Task statement :: Please report how many lines of the listing below contain the string "sitting", treating case as significant, and give only that number.

Information provided ::
========================
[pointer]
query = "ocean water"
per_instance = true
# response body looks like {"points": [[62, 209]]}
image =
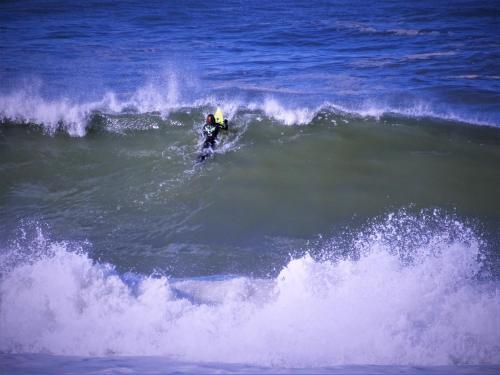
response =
{"points": [[347, 222]]}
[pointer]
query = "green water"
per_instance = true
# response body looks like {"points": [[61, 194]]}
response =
{"points": [[138, 198]]}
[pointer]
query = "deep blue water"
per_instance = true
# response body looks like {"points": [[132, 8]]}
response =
{"points": [[425, 58], [347, 222]]}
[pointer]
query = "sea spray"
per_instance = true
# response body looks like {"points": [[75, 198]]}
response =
{"points": [[377, 307]]}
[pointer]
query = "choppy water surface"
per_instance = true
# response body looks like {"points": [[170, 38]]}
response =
{"points": [[361, 166]]}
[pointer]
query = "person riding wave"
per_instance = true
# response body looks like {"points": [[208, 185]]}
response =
{"points": [[211, 131]]}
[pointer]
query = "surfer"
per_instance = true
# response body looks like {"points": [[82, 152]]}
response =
{"points": [[210, 131]]}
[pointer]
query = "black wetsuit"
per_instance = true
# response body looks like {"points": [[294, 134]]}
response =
{"points": [[210, 131]]}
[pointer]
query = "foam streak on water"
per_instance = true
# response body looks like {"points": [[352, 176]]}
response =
{"points": [[377, 307]]}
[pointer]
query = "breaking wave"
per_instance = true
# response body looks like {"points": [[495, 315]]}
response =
{"points": [[408, 290]]}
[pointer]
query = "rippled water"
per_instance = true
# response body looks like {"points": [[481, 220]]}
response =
{"points": [[360, 166]]}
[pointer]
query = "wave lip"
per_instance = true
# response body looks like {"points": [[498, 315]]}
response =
{"points": [[399, 298]]}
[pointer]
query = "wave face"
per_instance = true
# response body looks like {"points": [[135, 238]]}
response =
{"points": [[440, 303]]}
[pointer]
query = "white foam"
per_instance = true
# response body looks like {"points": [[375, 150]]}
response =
{"points": [[378, 309], [29, 106]]}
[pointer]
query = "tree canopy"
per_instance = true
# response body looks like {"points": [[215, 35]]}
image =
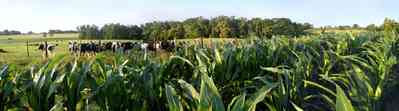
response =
{"points": [[217, 27]]}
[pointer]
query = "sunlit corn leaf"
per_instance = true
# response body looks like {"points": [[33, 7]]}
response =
{"points": [[342, 102]]}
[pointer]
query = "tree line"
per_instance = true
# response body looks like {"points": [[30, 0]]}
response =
{"points": [[10, 32], [218, 27]]}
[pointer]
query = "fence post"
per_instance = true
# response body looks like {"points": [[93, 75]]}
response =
{"points": [[27, 47]]}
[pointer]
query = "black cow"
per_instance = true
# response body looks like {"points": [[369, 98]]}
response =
{"points": [[49, 48]]}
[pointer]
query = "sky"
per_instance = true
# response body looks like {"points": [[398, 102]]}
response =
{"points": [[42, 15]]}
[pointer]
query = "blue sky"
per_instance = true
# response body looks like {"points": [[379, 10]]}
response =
{"points": [[42, 15]]}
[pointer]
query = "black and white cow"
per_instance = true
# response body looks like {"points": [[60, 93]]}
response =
{"points": [[47, 49]]}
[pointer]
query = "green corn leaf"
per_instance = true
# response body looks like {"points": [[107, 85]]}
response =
{"points": [[342, 102], [173, 100]]}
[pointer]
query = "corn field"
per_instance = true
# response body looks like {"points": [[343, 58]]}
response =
{"points": [[342, 72]]}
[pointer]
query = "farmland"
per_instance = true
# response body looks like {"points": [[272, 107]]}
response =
{"points": [[340, 71], [15, 45]]}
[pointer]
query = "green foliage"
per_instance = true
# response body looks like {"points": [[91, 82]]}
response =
{"points": [[323, 73], [218, 27]]}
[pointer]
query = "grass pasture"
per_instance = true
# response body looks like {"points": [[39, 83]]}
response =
{"points": [[16, 49]]}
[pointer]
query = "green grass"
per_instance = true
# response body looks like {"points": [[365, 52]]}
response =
{"points": [[16, 48], [339, 72]]}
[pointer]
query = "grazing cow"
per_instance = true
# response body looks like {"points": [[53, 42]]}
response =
{"points": [[127, 46], [144, 46], [168, 45], [49, 48]]}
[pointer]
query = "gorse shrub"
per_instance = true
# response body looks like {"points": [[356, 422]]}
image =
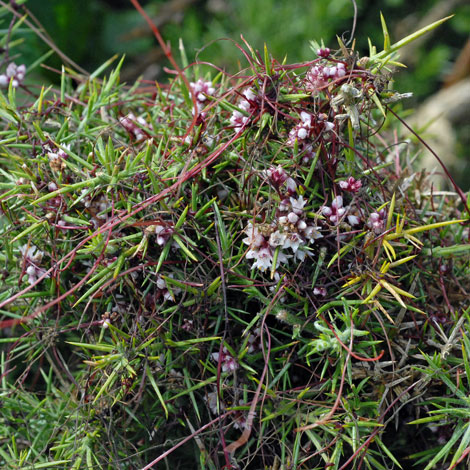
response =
{"points": [[227, 272]]}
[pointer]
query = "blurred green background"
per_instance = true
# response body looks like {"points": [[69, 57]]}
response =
{"points": [[91, 31]]}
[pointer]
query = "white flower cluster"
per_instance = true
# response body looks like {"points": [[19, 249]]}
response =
{"points": [[319, 75], [249, 103], [377, 221], [290, 230], [165, 291], [302, 130], [15, 73], [32, 257], [228, 362], [308, 128], [336, 212], [57, 156], [134, 125], [201, 88]]}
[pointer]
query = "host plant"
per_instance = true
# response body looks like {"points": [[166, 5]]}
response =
{"points": [[227, 271]]}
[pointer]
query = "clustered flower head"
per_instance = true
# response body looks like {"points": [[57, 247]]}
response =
{"points": [[134, 125], [57, 156], [278, 176], [228, 362], [377, 221], [201, 88], [319, 76], [32, 257], [163, 232], [249, 103], [290, 230], [15, 74], [351, 184], [336, 212]]}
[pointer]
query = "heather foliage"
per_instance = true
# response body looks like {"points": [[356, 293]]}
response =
{"points": [[239, 271]]}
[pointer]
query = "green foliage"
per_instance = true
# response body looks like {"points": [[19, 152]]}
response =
{"points": [[226, 271]]}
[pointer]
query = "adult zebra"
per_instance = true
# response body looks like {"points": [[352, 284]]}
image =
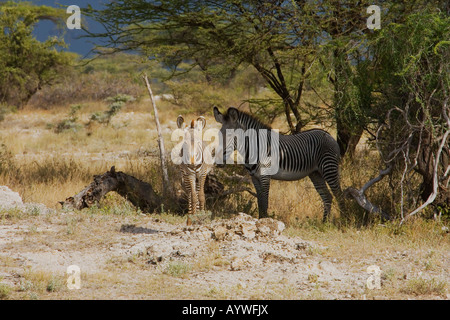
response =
{"points": [[313, 153]]}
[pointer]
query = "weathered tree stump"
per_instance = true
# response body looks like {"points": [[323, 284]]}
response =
{"points": [[138, 192]]}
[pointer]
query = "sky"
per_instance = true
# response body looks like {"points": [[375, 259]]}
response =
{"points": [[46, 28]]}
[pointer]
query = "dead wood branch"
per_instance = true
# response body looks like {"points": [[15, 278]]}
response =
{"points": [[139, 193], [360, 196], [167, 190]]}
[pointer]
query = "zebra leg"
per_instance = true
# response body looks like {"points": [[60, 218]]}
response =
{"points": [[262, 186], [321, 187], [332, 178], [190, 188]]}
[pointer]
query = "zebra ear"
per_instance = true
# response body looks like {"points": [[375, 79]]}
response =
{"points": [[217, 115], [180, 121], [202, 122], [233, 114]]}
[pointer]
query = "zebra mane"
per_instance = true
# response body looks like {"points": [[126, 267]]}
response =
{"points": [[250, 122]]}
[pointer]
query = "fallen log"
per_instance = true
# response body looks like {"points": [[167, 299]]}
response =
{"points": [[141, 193], [138, 192]]}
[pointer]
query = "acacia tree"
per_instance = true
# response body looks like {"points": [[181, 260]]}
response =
{"points": [[413, 73], [277, 38], [25, 63]]}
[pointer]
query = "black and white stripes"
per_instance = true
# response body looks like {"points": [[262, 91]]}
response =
{"points": [[312, 153]]}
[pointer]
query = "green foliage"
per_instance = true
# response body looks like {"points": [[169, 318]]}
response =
{"points": [[412, 80], [25, 63]]}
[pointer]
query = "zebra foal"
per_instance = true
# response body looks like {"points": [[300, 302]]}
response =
{"points": [[193, 167]]}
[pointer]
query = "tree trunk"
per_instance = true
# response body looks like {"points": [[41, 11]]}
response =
{"points": [[167, 189], [139, 193]]}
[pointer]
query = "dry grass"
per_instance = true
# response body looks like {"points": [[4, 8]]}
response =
{"points": [[47, 167]]}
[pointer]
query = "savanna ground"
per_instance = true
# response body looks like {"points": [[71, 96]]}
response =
{"points": [[114, 244]]}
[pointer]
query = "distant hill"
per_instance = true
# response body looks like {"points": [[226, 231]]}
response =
{"points": [[82, 46]]}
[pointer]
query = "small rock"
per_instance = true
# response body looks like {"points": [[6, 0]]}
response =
{"points": [[270, 227], [248, 230], [237, 264], [219, 233]]}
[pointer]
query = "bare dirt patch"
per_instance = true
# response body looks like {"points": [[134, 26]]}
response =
{"points": [[151, 257]]}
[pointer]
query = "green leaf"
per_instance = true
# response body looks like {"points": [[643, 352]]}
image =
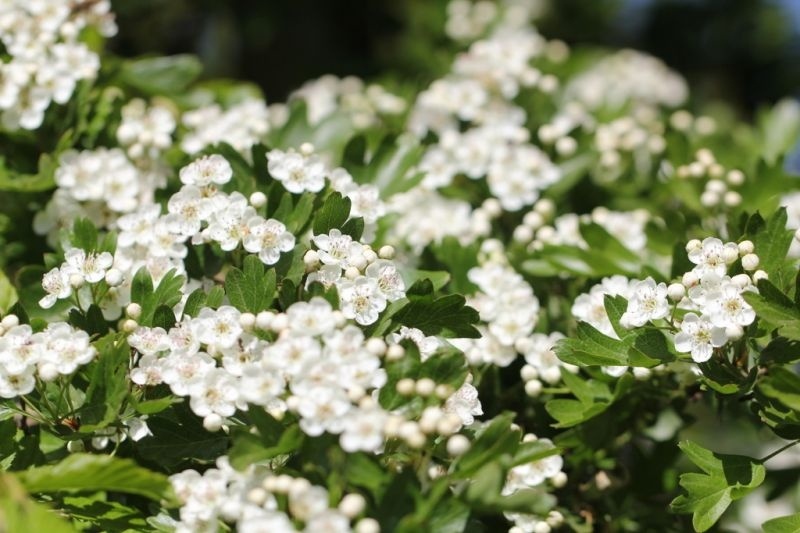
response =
{"points": [[333, 214], [493, 440], [782, 385], [108, 383], [84, 234], [85, 472], [8, 294], [195, 302], [251, 289], [779, 130], [783, 524], [18, 512], [772, 243], [772, 305], [726, 478], [168, 293], [161, 75], [592, 348]]}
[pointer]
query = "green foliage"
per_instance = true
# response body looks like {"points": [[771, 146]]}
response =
{"points": [[251, 289], [725, 479]]}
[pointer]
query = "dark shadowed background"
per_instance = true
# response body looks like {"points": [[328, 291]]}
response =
{"points": [[745, 51]]}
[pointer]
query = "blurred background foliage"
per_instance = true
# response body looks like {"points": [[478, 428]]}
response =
{"points": [[746, 52]]}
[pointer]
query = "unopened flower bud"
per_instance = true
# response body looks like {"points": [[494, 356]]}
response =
{"points": [[676, 291], [258, 199], [114, 277], [457, 445], [750, 262]]}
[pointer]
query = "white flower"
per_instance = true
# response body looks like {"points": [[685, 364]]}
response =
{"points": [[268, 238], [699, 336], [464, 403], [229, 225], [389, 281], [712, 256], [56, 285], [216, 393], [726, 307], [322, 409], [218, 329], [91, 267], [648, 302], [188, 208], [361, 300], [207, 170], [336, 248]]}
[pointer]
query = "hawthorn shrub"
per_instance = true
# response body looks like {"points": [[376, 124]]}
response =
{"points": [[537, 293]]}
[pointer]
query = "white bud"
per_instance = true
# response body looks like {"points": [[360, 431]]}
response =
{"points": [[533, 220], [750, 262], [717, 186], [264, 320], [75, 446], [689, 280], [279, 323], [48, 371], [443, 391], [730, 254], [386, 252], [367, 525], [545, 207], [741, 280], [734, 332], [449, 424], [732, 199], [212, 422], [425, 387], [258, 199], [529, 372], [352, 505], [257, 495], [376, 346], [457, 445], [405, 386], [559, 480], [492, 207], [523, 234], [746, 247], [541, 527], [676, 292], [566, 146], [395, 352], [735, 177], [370, 256], [533, 388], [693, 244], [10, 321], [709, 199], [133, 310], [114, 277], [247, 321]]}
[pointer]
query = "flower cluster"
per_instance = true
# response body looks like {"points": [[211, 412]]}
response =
{"points": [[258, 500], [46, 60], [26, 356]]}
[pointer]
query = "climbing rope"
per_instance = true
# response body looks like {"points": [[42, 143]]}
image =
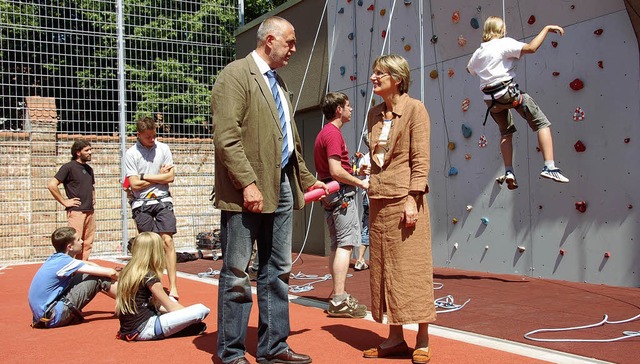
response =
{"points": [[605, 320]]}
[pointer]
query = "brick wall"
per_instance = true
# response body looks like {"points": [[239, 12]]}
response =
{"points": [[30, 159]]}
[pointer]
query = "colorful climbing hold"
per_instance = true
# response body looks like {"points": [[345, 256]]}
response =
{"points": [[482, 142], [581, 206], [465, 104], [576, 85], [578, 114], [466, 131], [462, 41], [455, 17]]}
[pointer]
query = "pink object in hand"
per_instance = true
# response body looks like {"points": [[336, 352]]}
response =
{"points": [[313, 195]]}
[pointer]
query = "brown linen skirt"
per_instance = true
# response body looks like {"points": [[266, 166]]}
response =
{"points": [[401, 264]]}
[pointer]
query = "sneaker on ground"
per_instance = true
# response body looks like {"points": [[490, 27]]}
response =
{"points": [[510, 179], [361, 265], [349, 307], [554, 174]]}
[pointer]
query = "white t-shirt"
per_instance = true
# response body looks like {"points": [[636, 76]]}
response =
{"points": [[495, 61]]}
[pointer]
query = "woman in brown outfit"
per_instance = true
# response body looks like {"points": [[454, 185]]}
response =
{"points": [[400, 235]]}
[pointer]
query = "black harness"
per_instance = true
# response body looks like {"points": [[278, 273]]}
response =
{"points": [[513, 91]]}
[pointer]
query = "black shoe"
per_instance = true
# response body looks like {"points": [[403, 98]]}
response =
{"points": [[192, 330]]}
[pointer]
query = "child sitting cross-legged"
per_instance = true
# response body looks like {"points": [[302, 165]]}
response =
{"points": [[145, 310]]}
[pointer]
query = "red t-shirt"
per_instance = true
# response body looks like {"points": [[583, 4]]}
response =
{"points": [[329, 143]]}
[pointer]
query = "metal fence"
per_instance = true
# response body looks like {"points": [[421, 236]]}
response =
{"points": [[103, 64]]}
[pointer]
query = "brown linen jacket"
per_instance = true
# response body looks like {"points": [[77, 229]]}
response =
{"points": [[248, 139]]}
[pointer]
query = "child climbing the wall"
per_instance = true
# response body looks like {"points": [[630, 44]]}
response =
{"points": [[145, 310], [495, 63]]}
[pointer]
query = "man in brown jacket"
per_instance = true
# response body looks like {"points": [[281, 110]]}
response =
{"points": [[260, 177]]}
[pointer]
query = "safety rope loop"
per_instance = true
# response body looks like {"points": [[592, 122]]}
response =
{"points": [[605, 320]]}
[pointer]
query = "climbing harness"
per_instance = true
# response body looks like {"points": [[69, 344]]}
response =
{"points": [[208, 273], [605, 320], [498, 90]]}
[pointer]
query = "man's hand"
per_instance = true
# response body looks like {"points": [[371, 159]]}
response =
{"points": [[71, 202], [253, 200]]}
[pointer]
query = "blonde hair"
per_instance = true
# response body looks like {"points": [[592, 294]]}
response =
{"points": [[493, 28], [147, 256], [397, 67]]}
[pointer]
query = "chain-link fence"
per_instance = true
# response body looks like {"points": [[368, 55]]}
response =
{"points": [[88, 69]]}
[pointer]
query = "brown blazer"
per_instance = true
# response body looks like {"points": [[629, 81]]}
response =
{"points": [[406, 163], [248, 139]]}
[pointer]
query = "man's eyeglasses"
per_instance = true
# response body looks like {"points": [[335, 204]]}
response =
{"points": [[379, 75]]}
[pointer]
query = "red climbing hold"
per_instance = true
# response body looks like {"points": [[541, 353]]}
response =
{"points": [[581, 206], [576, 85]]}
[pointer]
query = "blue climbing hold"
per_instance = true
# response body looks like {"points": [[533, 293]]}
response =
{"points": [[466, 131]]}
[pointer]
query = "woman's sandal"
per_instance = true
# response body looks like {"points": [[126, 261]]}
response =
{"points": [[378, 352]]}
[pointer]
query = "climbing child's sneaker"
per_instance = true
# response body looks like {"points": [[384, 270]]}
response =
{"points": [[554, 174]]}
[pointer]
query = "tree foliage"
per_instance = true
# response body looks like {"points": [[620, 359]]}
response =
{"points": [[67, 49]]}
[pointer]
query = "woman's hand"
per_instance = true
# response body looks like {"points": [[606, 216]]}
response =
{"points": [[410, 215]]}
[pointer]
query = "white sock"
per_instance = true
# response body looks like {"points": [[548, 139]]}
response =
{"points": [[550, 164]]}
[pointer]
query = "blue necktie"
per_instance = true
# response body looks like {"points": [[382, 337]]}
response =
{"points": [[273, 84]]}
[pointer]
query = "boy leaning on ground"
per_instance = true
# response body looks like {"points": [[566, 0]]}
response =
{"points": [[64, 285]]}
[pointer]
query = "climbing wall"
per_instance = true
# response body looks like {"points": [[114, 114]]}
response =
{"points": [[587, 83]]}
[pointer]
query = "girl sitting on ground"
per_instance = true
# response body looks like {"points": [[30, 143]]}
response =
{"points": [[145, 310]]}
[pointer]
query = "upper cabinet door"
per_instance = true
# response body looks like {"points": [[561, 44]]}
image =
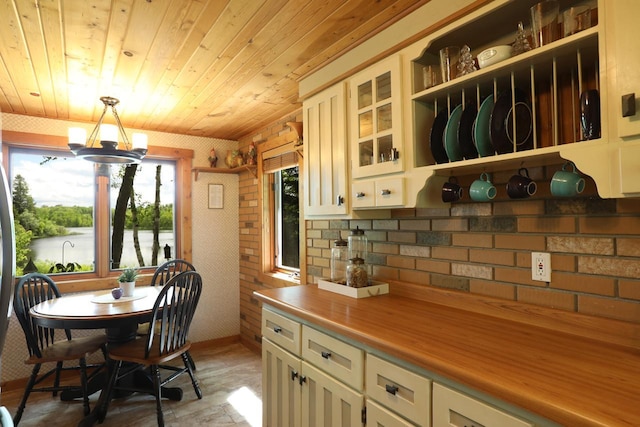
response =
{"points": [[325, 153], [375, 120]]}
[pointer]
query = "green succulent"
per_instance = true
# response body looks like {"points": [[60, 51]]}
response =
{"points": [[128, 275]]}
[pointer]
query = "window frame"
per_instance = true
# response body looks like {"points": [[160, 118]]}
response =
{"points": [[102, 277], [269, 273]]}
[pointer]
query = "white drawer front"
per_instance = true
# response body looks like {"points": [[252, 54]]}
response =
{"points": [[390, 192], [377, 416], [363, 194], [454, 409], [281, 331], [339, 359], [398, 389]]}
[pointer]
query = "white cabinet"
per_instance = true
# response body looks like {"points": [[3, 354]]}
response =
{"points": [[375, 119], [318, 383], [325, 153], [454, 409], [403, 392], [543, 86]]}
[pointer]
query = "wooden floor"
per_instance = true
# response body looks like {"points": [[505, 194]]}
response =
{"points": [[229, 377]]}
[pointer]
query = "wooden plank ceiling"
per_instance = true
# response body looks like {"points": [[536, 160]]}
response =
{"points": [[217, 68]]}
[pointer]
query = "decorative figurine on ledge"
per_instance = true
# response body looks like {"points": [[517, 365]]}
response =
{"points": [[213, 159], [252, 154]]}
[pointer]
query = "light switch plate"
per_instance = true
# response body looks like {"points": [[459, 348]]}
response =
{"points": [[541, 266]]}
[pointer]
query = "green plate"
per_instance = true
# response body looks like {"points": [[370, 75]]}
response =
{"points": [[451, 145], [481, 133]]}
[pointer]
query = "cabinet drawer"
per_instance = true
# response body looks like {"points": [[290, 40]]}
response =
{"points": [[381, 417], [281, 331], [398, 389], [339, 359], [362, 194], [454, 409], [390, 192]]}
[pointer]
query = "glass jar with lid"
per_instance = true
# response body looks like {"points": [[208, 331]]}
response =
{"points": [[358, 244], [339, 257], [357, 276]]}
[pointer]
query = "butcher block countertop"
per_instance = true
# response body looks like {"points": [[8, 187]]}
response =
{"points": [[574, 370]]}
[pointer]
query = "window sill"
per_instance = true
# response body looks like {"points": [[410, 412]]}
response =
{"points": [[279, 279]]}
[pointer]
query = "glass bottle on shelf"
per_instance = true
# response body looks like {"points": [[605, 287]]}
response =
{"points": [[357, 276], [339, 257], [358, 245]]}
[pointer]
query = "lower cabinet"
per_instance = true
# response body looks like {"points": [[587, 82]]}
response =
{"points": [[454, 409], [311, 378]]}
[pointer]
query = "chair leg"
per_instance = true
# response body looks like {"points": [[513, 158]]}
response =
{"points": [[56, 382], [193, 364], [27, 391], [113, 367], [83, 385], [194, 381], [157, 382]]}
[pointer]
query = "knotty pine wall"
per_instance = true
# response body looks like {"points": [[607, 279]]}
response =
{"points": [[478, 248]]}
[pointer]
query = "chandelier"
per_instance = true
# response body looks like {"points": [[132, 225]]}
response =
{"points": [[107, 151]]}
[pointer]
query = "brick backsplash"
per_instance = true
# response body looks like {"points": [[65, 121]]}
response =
{"points": [[479, 248]]}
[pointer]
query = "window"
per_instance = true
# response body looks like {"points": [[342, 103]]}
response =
{"points": [[75, 217], [281, 213]]}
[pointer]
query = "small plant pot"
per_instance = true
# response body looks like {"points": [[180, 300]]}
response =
{"points": [[128, 288]]}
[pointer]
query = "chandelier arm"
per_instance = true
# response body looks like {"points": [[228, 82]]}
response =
{"points": [[127, 145]]}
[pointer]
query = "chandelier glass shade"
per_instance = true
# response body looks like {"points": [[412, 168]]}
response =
{"points": [[106, 150]]}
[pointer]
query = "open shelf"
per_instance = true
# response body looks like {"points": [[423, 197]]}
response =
{"points": [[239, 169]]}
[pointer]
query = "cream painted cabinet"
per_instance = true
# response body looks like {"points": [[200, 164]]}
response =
{"points": [[454, 409], [375, 120], [325, 153]]}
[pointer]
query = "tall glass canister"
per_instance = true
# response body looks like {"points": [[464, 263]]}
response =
{"points": [[339, 257]]}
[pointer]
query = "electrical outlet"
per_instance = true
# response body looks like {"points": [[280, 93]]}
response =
{"points": [[541, 266]]}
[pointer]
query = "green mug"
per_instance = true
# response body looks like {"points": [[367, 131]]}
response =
{"points": [[482, 190], [567, 183]]}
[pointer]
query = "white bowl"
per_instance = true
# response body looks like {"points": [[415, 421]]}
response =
{"points": [[494, 55]]}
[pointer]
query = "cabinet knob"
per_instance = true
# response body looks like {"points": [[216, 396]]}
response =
{"points": [[391, 389], [629, 105]]}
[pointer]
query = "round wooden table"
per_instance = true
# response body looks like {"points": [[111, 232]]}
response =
{"points": [[99, 310], [119, 318]]}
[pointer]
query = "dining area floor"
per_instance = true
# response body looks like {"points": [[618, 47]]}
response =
{"points": [[229, 377]]}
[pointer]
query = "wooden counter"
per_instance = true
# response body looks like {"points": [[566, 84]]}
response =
{"points": [[570, 379]]}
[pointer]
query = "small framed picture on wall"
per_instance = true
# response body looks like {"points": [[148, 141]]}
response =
{"points": [[216, 196]]}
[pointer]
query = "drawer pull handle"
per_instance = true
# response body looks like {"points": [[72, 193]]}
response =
{"points": [[391, 389]]}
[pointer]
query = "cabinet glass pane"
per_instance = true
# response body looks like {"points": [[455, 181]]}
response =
{"points": [[366, 153], [383, 87], [385, 147], [384, 117], [365, 121], [365, 95]]}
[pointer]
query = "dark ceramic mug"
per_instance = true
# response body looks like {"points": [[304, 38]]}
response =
{"points": [[590, 114], [451, 191], [520, 186]]}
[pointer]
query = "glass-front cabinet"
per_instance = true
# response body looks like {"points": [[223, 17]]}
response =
{"points": [[376, 120]]}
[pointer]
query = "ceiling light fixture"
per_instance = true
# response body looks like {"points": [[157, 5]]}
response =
{"points": [[108, 152]]}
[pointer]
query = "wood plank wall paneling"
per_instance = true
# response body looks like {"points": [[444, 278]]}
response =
{"points": [[481, 249]]}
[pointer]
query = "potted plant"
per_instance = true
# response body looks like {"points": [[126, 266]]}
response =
{"points": [[127, 281]]}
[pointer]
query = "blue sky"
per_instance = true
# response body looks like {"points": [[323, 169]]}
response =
{"points": [[69, 181]]}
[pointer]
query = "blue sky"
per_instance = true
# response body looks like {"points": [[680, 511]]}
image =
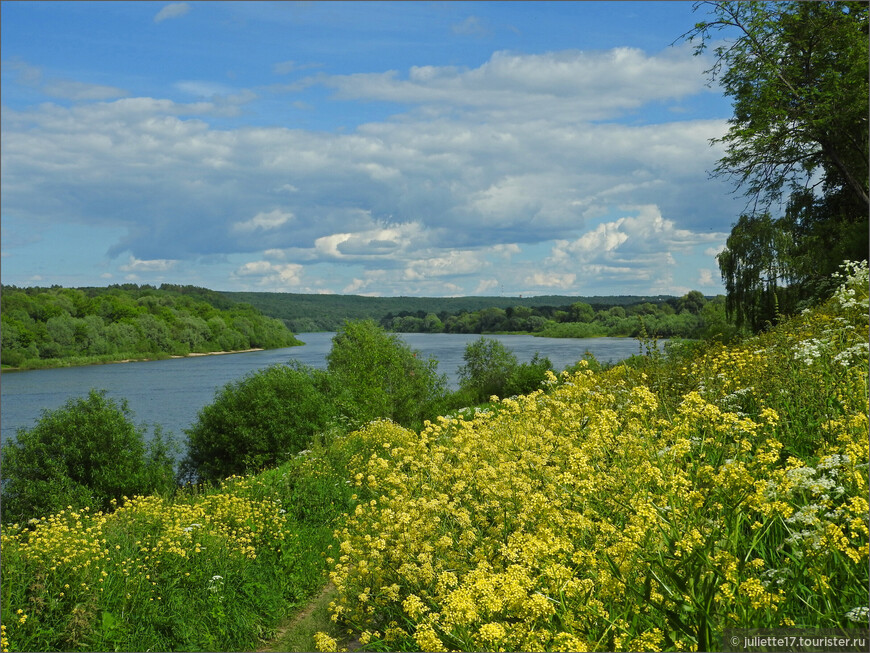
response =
{"points": [[418, 149]]}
========================
Result for this exercise :: 2